Книга Введение в эстетику, страница 47. Автор книги Шарль Лало

Разделитель для чтения книг в онлайн библиотеке

Онлайн книга «Введение в эстетику»

Cтраница 47

Как развитие естественных наук привело к отказу эстетике в нормативном характере, так точно, говорит один современный немецкий теоретик эстетики, современное развитие искусств приводит порой к отрицанию возможности обобщать эстетические суждения. В самом деле, оно приводит к возвеличению не пассивных и внешних условий, как в школе Тэна, но, наоборот, творческой мощи, мощности и свободы художника или лица, воспринимающего произведение искусства. С этой точки зрения, у нас не было бы иного эстетического закона, кроме свободного от правил проявления индивидуальности, оригинальной, могучей и гениальной. Все предписания, которыми хотели бы ввести ее в определенные границы, лишь стеснили бы ее и умалили ее значение вместо того, чтобы помочь ей развиться, – правилом служит, с этой точки зрения, отсутствие правил. Вдохновение не кодифицируется, его нельзя возвести в общее правило. Таким образом, эстетика свелась бы к сборнику субъективных впечатлений, вся ценность которых заключалась бы в тонкости и исключительности замечаний: такова специальная логика импрессионизма.

Однако эта отрицательная концепция эстетики соответствует поистине бессмысленному пониманию природы эстетических норм: обычно воображают, что этим термином прикрывается лишь беспредельный догматизм, как будто нормы непременно должны быть лишь узкими, негибкими, непреложными, абстрактными, априорными, узко партийными, в частности – классическими, академическими, исключающими всякую эволюцию! Правда, в прежнее время они слишком часто выказывали себя именно такими – чисто интеллектуальными формами, исключающими всякую чувственно опосредствованную интуицию и всякую самостоятельность. Но разве прогресс современной науки не освоил нас с идеей законов, приспособляющихся к движению, жизни и эволюции вещей? [145]

Понятие о неизменной сущности прекрасного, о неподвижном и сверхчувственном архетипе, существующем ранее всякой конкретной реализации прекрасного, должно исчезнуть из современной эстетики, как исчезли все прочие схоластические сущности пред более простой и более верной идеей закона, являющегося лишь отношением между фактами.

Если de facto оправдание импрессионизма заключается в захвате литературы критикой, то de jure его raison d'etre кроется в идее относительности. Истинный импрессионизм называется релятивизмом: хотя различные отношения, определяющие ценность художественного произведения, крайне сложны, все же наука в принципе может надеяться достичь познания всех их и уже в настоящее время установить хотя бы некоторые из них. Это все, чего, с другой стороны, требует хорошо понятый, т. е. научный, догматизм.

---+---

Задание 1: Перепишите без изменений часть текста об эстетике, которая открывается словами «Понятие о неизменной» и завершается словами «отношением между фактами.».
Задание 2: Переведите на английский язык предложение из текста об эстетике: «Вдохновение не кодифицируется, его нельзя возвести в общее правило.»
Задание 3: Продолжите текст об эстетике, начав сразу после его последнего предложения.

---+---

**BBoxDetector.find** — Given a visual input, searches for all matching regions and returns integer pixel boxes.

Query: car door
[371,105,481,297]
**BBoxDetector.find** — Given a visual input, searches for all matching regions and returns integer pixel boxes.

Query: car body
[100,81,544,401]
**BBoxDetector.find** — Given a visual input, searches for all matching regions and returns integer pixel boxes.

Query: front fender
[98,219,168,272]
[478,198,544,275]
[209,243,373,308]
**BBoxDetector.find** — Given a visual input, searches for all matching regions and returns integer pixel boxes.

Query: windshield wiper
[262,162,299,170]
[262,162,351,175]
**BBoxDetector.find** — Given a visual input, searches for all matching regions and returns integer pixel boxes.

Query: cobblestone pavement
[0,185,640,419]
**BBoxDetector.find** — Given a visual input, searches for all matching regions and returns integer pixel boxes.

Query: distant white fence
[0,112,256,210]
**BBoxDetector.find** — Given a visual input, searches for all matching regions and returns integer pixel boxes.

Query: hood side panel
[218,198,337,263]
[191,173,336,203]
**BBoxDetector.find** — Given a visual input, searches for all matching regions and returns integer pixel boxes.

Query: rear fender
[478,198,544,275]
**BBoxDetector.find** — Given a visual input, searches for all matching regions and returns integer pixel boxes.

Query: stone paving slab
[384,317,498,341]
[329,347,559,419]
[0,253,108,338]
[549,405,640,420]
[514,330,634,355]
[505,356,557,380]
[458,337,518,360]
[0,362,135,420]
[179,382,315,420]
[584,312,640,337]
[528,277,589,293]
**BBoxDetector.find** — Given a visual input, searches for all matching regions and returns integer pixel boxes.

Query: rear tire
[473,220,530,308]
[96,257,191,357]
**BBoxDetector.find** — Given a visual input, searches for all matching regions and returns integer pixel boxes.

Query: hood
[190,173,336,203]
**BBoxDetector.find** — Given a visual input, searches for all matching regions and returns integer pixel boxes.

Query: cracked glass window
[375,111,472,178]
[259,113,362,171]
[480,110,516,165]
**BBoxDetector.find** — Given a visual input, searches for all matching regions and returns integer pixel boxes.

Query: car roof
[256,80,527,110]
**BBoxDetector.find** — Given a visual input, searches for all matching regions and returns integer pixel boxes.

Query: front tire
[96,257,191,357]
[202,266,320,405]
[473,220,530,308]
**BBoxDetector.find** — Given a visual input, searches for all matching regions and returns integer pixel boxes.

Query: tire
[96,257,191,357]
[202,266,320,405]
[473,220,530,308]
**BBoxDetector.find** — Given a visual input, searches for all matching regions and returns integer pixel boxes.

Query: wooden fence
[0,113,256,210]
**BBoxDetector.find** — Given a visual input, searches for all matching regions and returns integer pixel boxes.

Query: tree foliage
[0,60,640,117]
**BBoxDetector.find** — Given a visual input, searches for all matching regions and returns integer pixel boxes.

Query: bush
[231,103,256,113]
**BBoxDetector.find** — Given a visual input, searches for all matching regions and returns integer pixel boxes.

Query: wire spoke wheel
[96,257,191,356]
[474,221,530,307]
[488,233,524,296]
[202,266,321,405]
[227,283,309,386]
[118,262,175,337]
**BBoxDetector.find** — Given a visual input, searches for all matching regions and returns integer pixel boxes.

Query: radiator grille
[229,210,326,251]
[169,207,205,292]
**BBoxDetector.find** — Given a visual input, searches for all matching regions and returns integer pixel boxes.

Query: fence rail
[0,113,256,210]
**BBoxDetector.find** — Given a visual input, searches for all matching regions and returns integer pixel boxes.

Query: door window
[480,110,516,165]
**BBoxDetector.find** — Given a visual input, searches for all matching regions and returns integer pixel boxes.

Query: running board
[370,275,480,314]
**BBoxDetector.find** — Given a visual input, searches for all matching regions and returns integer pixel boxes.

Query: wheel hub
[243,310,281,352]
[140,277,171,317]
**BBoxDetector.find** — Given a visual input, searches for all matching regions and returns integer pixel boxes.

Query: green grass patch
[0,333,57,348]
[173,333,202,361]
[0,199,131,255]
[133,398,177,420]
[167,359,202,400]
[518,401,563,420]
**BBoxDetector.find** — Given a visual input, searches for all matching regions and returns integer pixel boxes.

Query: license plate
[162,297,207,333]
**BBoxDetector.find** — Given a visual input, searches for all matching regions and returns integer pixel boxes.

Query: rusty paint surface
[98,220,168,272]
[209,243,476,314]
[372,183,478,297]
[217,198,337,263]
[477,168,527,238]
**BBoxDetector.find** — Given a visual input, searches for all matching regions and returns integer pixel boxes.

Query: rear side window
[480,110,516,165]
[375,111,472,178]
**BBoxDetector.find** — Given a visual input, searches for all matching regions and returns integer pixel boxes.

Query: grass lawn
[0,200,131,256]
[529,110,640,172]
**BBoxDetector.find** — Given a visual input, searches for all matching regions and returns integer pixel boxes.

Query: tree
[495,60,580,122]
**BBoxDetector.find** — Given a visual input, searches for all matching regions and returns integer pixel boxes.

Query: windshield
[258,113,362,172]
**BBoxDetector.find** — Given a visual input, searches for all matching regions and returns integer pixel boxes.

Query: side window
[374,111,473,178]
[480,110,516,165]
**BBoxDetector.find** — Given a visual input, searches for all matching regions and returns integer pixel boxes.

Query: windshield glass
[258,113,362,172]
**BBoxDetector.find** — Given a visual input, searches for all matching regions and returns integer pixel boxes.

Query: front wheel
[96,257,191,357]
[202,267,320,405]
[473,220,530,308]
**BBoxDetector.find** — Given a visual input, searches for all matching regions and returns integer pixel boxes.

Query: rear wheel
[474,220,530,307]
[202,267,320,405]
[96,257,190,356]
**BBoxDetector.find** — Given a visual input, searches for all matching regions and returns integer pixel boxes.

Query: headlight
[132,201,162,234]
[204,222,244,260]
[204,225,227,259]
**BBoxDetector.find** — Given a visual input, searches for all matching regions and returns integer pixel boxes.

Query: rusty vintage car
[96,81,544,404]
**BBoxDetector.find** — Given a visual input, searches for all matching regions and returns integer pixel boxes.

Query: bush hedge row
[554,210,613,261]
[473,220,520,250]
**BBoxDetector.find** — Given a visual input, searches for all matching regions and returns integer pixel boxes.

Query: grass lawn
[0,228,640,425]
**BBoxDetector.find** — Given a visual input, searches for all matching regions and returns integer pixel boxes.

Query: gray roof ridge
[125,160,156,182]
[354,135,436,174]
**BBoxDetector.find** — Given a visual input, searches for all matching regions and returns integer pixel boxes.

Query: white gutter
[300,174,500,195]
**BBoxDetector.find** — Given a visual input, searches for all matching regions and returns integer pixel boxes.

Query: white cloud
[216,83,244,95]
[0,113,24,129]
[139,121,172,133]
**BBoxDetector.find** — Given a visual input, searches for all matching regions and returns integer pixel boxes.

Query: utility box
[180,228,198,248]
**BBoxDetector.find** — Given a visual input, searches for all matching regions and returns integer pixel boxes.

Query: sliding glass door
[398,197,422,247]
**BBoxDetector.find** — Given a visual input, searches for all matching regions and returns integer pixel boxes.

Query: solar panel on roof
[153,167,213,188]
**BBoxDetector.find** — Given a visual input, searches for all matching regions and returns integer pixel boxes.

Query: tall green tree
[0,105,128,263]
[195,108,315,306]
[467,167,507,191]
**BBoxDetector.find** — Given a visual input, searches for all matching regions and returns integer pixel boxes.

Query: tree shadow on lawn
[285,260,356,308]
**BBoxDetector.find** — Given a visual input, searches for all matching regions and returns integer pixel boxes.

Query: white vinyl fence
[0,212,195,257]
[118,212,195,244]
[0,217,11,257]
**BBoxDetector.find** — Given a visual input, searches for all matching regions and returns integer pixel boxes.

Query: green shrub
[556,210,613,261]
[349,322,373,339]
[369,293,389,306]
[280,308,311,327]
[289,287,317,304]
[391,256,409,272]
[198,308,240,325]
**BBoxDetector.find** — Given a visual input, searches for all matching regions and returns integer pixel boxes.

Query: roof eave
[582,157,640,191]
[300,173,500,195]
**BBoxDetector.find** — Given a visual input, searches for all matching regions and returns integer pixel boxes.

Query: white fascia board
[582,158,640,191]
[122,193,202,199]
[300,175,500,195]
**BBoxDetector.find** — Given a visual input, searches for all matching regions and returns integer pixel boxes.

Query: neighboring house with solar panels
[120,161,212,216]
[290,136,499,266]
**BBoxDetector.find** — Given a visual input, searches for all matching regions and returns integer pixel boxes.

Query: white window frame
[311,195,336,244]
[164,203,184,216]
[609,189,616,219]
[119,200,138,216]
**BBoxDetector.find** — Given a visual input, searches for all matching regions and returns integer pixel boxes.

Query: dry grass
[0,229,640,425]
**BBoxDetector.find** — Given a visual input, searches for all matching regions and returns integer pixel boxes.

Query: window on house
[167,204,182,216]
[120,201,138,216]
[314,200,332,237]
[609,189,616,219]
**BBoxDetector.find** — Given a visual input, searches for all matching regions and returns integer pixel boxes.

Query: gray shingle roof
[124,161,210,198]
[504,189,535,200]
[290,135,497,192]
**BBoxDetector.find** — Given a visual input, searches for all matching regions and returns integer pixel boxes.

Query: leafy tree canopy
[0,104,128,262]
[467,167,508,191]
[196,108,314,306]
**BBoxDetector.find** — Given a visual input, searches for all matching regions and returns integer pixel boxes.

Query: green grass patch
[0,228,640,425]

---+---

Итоговый ответ 1:
Понятие о неизменной сущности прекрасного, о неподвижном и сверхчувственном архетипе, существующем ранее всякой конкретной реализации прекрасного, должно исчезнуть из современной эстетики, как исчезли все прочие схоластические сущности пред более простой и более верной идеей закона, являющегося лишь отношением между фактами.

Итоговый ответ 2: Inspiration cannot be codified; it cannot be raised to a general rule.

Итоговый ответ 3:
Ренан, более проникшийся духом и дисциплиной исторических наук, лучше, чем его последователь Анатоль Франс, понимал истинную эстетическую относительность, подчиненную, как и всякая другая относительность, законам. Например, раскрытие литературной подделки, совершенной Макферсоном, отняло всякую ценность у «поэм Оссиана», это факт. Но Анатоль Франс видит в нем основание для насмешки и предлог к скептицизму. Более осведомленный Ренан в этом случае видел лишь факт, т. е. весьма важное данное, нуждающееся, подобно всякому другому, в объяснении, в распространении на него научного понятия прекрасного. Уверенность в подлинности «Песен Оссиана», т. е. в том, что они являются продуктом непосредственного творчества первобытной среды, входит как составная часть в чувство красоты этих песен. Стоит удалить этот элемент, и наиболее существенная составная часть этой красоты исчезнет. Что может быть более правильным? Это факт, и факт, соответствующий законам. И наоборот, если бы красота подобного произведения сохранилась и после раскрытия его подложности, то это было бы совершенно неестественно и противоречило человеческой природе! «Это не раз заставляло меня задумываться, – говорит Ренан. – Но с этим приходится мириться: красота не присуща вещам, она зависит от руки и от времени» [146].

Время от времени публика приходит в немалое смущение, слыша, что за старинную художественную вещь уплачено сто тысяч франков ученой комиссией музея или «просвещенным» любителем и что она стоит этих денег, если она подлинная, и ценится в сто раз меньше, если она позднейшая подделка. Но это весьма обычный и легко объяснимый факт, если только пожелать выйти за пределы узкого индивидуализма, освободиться от пыли абсолютов, предлагаемых нам импрессионизмом.

То же приложимо ко всем другим случаям относительности в эстетике: они отнюдь не повергают в смущение современного сторонника научной эстетики и даже не удивляют его, он скорее удивился бы и пришел в немалое смущение, если бы когда-либо увидел, что жизнь искусства остановилась, его эволюция застыла и эстетические ценности стали бы единственными в мире неотносительными ценностями. В эстетике, как и всюду, вера в научный метод противоположна вере в абсолют.

«Одно из двух: или эстетические суждения всеобщи и абсолютны, или же они чисто субъективны. Или они исходят от человека в себе, от абсолютной красоты и абстрактного разума, или же они подведомственны лишь части индивидуума, той части, которой он отличается от всех себе подобных, и исключительно от его чувственного восприятия. Или они вечны, или же их вовсе нет». Такова тройная дилемма, которую импрессионисты хотят навязать нам, сходясь в этом пункте – и это одновременно служит и их извинением, и их осуждением – со всеми старинными догматическими учениями.

Не кажется ли, что импрессионисты подобны верующим, которые на старости обратились к атеизму и науке и во что бы то ни стало стремятся снова обрести в своих новых божествах все свойства прежних, что импрессионисты относят эстетическое суждение к индивидууму или даже к каждому моменту индивидуальной жизни лишь для того, чтобы с большей уверенностью снова обрести там – хотя бы в разорванном на части, раздробленном виде – абсолют, который они отчаиваются найти вне индивида? Ибо изолированное во времени и среде впечатление ускользает от всякой внешней и даже внутренней относительности: оно то, что есть, и в момент, когда оно существует, оно имеет абсолютную ценность. Импрессионист лишь мелкая монета догматизма, но той же монетной системы.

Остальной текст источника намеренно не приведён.